-- BEGIN --

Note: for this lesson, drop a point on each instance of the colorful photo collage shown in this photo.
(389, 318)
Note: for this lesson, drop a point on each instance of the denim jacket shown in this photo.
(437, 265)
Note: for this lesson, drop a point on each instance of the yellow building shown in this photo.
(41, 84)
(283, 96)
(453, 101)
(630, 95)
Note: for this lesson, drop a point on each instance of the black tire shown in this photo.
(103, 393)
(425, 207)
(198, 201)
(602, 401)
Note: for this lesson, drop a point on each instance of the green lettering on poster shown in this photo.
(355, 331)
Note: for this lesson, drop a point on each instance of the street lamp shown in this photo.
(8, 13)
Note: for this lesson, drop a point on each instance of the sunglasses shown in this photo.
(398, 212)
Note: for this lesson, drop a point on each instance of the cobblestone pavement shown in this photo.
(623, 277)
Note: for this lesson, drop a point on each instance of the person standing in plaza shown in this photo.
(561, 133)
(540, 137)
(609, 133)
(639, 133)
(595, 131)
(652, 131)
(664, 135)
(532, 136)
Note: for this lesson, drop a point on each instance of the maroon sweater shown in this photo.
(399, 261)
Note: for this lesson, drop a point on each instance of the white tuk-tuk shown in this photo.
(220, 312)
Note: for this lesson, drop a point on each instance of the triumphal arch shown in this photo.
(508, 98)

-- END --

_THE EXERCISE_
Rewrite every line of the records above, keeping each request line unchanged and scaling each point's x and y coordinates by 0.75. Round each result to the nearest whole number, with halves rounding up.

_SOLVED EXERCISE_
Note: for this lesson, drop a point on each instance of the colorful photo collage shown in this photo.
(292, 239)
Note: for this lesson, drop a point on each instance of the denim jacket shown in this photo.
(328, 199)
Note: for this lesson, drop a point on each instance of the yellow building shown in this photo.
(31, 63)
(212, 72)
(340, 76)
(473, 71)
Note: for this lesson, drop a point on each instance of the black tire shown in this photo.
(77, 295)
(319, 155)
(149, 151)
(452, 301)
Note: for this lesson, drop a point on each instance of the green lettering on poster shown in this photo.
(266, 248)
Note: for this lesson, drop a point on each instance of the street lamp shown in this photo.
(6, 10)
Note: for this lesson, drop a point on each instance of the sunglasses shown in this photo.
(299, 159)
Note: for this lesson, drop a point on each instance of the cobblestone pavement shown in this photo.
(467, 208)
Note: for this lesson, drop a point on each instance of the person standing in plaza shown in this photo.
(421, 100)
(405, 103)
(457, 100)
(479, 100)
(446, 98)
(489, 98)
(498, 101)
(399, 102)
Note: for this lesson, drop a point on each instance of the maroon sweater shown in this photo.
(299, 196)
Note: for this lesson, drop a point on each instance of the white tuk-tuk shown in this photo.
(165, 234)
Note: for this lesson, drop a point on each instance of the triumphal arch shown in this photo.
(381, 74)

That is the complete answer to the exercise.